Prompt – Exactly and only the lines from the one with "The locate routine indicates the white building" through the end of the listing are to be transcribed, both ends included.
====== Data provided
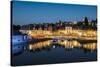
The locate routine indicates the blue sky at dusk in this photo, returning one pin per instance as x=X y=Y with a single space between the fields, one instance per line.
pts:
x=37 y=12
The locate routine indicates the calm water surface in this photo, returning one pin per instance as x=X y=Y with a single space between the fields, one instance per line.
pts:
x=55 y=51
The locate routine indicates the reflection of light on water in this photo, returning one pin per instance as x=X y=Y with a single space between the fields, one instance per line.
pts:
x=39 y=45
x=64 y=43
x=69 y=44
x=91 y=46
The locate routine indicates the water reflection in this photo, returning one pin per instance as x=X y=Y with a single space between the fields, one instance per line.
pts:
x=62 y=43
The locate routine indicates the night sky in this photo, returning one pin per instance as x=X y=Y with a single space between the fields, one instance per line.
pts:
x=36 y=12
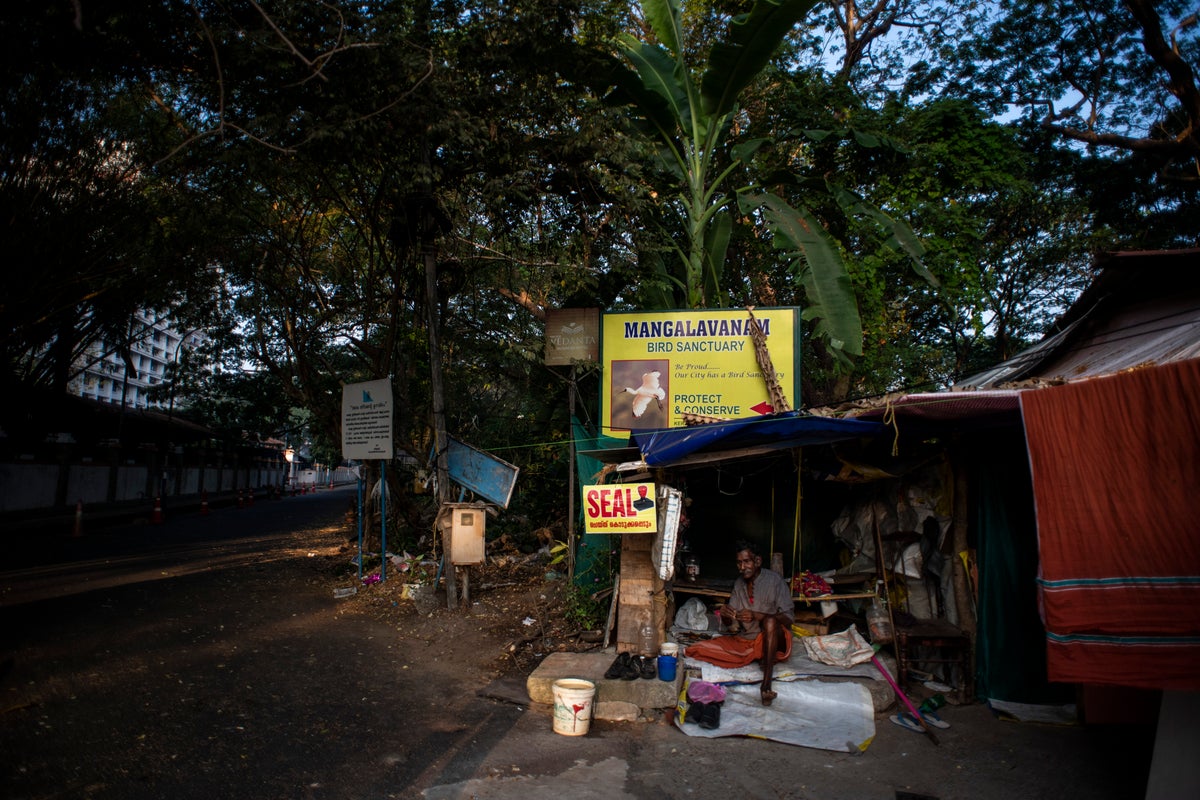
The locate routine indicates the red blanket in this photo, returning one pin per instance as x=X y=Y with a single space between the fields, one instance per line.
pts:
x=733 y=651
x=1116 y=477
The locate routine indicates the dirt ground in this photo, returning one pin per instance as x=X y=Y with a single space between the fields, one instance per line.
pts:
x=215 y=661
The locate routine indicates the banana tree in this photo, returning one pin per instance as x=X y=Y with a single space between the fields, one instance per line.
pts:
x=690 y=121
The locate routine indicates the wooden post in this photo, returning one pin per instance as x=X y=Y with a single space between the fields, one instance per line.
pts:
x=570 y=483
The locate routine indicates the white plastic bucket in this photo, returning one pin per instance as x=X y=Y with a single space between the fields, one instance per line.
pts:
x=573 y=705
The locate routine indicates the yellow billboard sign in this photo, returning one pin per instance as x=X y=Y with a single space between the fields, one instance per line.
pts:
x=664 y=365
x=619 y=509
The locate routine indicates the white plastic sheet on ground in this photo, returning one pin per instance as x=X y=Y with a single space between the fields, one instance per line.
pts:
x=809 y=714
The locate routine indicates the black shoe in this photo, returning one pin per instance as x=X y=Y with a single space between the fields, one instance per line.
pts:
x=649 y=667
x=711 y=717
x=633 y=669
x=618 y=667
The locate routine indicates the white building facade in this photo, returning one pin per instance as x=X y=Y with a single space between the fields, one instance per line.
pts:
x=156 y=346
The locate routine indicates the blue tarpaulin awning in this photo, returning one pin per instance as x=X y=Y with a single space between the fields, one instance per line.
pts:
x=669 y=446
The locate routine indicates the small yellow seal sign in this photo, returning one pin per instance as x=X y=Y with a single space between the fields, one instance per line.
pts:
x=619 y=509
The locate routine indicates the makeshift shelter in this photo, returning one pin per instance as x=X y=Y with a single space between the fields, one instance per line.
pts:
x=1013 y=535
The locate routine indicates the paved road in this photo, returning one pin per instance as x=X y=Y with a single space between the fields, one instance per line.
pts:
x=207 y=659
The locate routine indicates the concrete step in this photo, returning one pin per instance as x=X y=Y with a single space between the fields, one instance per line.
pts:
============
Task result –
The locate routine indicates the white building facade in this photo, returning one pin per instance as x=X y=Y with a single space between the fields, one instance per line.
pts:
x=156 y=346
The locate routine indicates the blue tarpaulin awning in this photo, returning one pin per instance as x=X y=Y with a single space between the fields, one instance per line.
pts:
x=669 y=446
The locate routine indicates the small yellow seal sign in this photo, returning one pin per instance as x=X y=Y with a single space between the fields, one instance per line.
pts:
x=619 y=509
The locate routine indicates the makeshift shelter in this photo, returning one pin per instance as x=X y=Y with a single space between the fields, one instance per line.
pts:
x=1013 y=535
The locate routine indicates the paved road in this photo, returning one pin per instance as x=X y=Y with a single space between the fields, one instance per line.
pts:
x=207 y=659
The locate routine indicates the concrete step in this photo, returning one pin per instance as x=X y=Y with a single space between the fields, one instance per line.
pts:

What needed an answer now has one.